Lay out the lines of the listing below as a JSON list of strings, one string per line, from the line with "Kindly segment every instance of the cut" through the end of the listing, skipping blank lines.

## BEGIN

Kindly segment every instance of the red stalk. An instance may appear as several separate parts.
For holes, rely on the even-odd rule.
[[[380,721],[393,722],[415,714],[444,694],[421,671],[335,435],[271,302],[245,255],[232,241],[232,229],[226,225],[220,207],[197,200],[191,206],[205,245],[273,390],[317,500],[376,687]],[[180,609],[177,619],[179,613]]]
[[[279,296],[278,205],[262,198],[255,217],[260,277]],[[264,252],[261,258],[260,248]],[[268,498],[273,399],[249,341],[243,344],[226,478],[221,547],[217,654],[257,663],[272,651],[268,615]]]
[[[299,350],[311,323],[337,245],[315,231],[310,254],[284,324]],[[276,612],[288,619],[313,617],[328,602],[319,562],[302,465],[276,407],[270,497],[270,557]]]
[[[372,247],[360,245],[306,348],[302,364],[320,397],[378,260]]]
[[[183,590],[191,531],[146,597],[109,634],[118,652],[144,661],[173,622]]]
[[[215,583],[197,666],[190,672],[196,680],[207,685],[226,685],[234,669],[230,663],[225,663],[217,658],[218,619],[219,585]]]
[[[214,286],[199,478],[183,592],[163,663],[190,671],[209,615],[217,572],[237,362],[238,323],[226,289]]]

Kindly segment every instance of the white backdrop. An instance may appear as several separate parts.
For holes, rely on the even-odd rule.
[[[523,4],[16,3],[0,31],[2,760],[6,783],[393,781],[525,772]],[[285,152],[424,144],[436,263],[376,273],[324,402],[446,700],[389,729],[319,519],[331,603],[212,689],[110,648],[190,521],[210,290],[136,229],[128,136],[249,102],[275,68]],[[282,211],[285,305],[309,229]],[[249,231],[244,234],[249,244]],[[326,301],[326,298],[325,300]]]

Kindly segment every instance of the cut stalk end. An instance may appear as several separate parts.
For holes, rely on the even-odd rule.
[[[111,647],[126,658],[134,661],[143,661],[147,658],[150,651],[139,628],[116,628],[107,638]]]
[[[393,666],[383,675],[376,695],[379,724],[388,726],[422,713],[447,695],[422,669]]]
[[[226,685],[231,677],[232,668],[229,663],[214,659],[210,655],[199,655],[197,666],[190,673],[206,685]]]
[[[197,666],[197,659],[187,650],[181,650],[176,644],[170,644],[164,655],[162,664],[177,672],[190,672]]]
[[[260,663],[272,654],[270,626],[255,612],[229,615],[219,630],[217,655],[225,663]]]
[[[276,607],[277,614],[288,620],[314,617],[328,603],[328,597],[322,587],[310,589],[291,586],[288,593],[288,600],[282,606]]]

## END

• [RESPONSE TO THE EXERCISE]:
[
  "Kindly segment every instance of the cut stalk end. An instance may appear as several separate parts.",
  "For holes, rely on the even-odd rule.",
  "[[[111,647],[126,658],[134,661],[143,661],[147,658],[150,651],[139,628],[116,628],[107,638]]]",
  "[[[393,666],[383,675],[376,695],[379,724],[388,726],[422,713],[447,695],[422,669]]]",
  "[[[226,685],[231,677],[232,668],[229,663],[214,659],[210,655],[199,655],[197,666],[190,673],[206,685]]]",
  "[[[197,666],[197,659],[187,650],[181,650],[176,644],[170,644],[164,655],[162,664],[177,672],[190,672]]]",
  "[[[260,663],[272,654],[270,626],[255,612],[229,615],[219,630],[217,655],[225,663]]]",
  "[[[276,607],[277,614],[288,620],[314,617],[328,603],[328,597],[322,587],[310,589],[291,586],[288,593],[288,600],[282,606]]]"
]